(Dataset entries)
↓

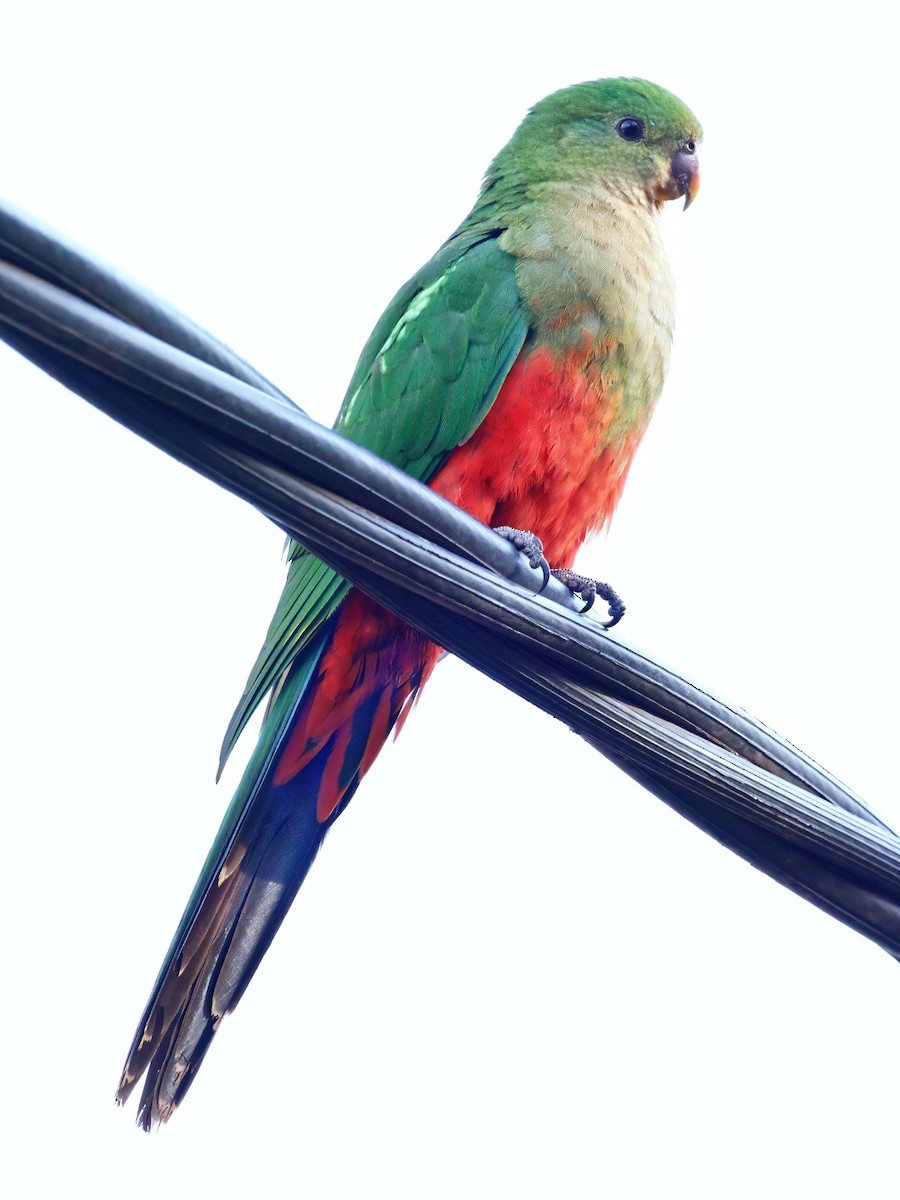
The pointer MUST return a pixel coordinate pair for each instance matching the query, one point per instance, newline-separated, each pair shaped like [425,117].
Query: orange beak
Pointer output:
[685,173]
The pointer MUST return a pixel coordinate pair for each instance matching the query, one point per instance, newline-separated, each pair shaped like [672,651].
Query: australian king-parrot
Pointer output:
[516,373]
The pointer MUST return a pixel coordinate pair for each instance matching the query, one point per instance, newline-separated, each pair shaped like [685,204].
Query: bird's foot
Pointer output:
[589,589]
[529,545]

↑

| What you should do |
What is the number of lines in the data that include the word "pair"? State only that number.

| Answer to this exercise |
3